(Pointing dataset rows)
-=-=-
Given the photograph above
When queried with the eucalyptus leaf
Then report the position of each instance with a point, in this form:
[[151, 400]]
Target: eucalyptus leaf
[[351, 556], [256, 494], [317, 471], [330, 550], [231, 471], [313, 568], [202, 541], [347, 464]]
-=-=-
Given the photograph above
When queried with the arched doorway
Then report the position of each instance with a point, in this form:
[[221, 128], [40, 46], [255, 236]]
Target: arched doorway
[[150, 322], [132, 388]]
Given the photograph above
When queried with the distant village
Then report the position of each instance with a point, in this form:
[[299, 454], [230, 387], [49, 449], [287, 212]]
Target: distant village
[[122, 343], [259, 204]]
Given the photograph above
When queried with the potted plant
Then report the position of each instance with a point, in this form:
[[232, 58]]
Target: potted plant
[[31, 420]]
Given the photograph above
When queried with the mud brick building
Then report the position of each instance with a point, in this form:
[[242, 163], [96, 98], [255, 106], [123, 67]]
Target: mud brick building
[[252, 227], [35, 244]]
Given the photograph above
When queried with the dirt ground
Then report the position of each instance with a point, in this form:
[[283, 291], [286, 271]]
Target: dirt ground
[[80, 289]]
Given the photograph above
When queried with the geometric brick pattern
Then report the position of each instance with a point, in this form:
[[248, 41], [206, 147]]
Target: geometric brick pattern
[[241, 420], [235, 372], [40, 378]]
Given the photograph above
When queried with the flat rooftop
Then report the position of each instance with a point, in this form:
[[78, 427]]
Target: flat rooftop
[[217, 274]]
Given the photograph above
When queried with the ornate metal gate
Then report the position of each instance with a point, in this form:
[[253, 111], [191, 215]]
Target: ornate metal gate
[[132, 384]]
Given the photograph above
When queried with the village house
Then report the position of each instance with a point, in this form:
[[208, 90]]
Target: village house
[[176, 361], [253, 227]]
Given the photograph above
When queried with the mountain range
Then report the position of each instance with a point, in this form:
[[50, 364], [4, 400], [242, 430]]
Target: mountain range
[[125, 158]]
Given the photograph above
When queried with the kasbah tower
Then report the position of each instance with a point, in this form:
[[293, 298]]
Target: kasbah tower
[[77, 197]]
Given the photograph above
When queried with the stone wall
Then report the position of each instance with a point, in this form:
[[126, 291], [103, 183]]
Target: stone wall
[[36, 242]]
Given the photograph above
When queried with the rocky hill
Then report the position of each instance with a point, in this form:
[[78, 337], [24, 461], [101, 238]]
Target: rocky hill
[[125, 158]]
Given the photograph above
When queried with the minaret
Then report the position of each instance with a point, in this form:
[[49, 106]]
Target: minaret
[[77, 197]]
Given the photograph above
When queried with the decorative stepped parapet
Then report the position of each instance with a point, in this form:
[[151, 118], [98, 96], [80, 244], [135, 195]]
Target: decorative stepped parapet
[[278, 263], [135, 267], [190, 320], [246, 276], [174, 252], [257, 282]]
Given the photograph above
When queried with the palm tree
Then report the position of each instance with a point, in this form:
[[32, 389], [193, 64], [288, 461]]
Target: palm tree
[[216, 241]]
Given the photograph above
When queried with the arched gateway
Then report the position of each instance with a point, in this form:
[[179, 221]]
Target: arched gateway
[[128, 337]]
-=-=-
Aim: Count how many lines in the rows above contain the word "building". Reply with the number alone.

Output for this exercise: 2